-- Start of DATA FOR THE TASK --

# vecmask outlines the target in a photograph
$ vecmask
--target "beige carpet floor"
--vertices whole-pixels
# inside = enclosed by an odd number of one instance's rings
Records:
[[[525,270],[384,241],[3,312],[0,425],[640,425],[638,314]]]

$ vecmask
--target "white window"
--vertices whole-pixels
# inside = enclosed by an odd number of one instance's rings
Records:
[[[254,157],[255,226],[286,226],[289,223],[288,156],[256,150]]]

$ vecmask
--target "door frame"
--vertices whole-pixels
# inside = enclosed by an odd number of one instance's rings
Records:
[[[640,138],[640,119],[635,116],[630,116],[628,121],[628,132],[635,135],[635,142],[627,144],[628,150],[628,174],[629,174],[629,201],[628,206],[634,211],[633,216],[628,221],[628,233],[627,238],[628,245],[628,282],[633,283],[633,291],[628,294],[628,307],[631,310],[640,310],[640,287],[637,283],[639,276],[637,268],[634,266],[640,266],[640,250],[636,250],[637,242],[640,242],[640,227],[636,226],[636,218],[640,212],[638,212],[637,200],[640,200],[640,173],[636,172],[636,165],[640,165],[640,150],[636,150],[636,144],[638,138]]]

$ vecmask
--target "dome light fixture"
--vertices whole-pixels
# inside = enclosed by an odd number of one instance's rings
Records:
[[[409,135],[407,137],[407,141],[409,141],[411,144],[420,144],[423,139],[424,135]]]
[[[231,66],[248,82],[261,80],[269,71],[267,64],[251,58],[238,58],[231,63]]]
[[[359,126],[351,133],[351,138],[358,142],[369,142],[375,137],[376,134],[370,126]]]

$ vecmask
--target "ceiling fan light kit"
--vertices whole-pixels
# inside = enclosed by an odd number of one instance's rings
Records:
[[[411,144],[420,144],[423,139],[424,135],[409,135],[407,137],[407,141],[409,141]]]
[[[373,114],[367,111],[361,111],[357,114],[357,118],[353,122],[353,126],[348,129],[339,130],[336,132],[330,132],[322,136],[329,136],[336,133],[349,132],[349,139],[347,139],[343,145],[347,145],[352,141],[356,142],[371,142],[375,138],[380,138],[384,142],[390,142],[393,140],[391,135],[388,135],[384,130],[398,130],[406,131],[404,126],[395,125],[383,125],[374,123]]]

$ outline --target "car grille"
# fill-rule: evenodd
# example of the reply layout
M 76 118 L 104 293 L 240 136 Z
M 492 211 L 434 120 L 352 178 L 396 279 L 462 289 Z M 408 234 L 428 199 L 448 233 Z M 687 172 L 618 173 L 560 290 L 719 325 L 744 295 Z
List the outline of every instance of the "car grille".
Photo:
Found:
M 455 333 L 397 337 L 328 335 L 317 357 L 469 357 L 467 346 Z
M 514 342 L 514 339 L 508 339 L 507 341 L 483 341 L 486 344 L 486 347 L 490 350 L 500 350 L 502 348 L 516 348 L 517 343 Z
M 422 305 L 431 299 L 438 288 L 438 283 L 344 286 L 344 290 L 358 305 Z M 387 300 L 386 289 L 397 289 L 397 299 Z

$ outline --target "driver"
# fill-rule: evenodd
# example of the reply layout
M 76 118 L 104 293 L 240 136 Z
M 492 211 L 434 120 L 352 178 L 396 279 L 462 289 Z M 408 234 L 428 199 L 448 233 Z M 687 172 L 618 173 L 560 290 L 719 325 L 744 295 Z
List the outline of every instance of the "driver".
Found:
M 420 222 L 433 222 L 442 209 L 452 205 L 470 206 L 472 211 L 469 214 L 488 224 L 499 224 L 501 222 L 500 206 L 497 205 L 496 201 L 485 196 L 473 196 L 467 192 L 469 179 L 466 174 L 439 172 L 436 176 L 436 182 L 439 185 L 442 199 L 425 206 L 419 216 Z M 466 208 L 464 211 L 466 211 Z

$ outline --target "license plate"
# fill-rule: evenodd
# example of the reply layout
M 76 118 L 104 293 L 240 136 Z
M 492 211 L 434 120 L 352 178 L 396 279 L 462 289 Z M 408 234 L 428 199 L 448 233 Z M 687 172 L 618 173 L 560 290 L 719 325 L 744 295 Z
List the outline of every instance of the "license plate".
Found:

-- End of DATA FOR THE TASK --

• **THE EXERCISE**
Copy out every line of the material that contains the word "List". Case counts.

• **ANSWER TO THE PROBLEM**
List the outline of every instance of the "car grille".
List the outline of every instance of the "driver".
List the outline of every instance of the "license plate".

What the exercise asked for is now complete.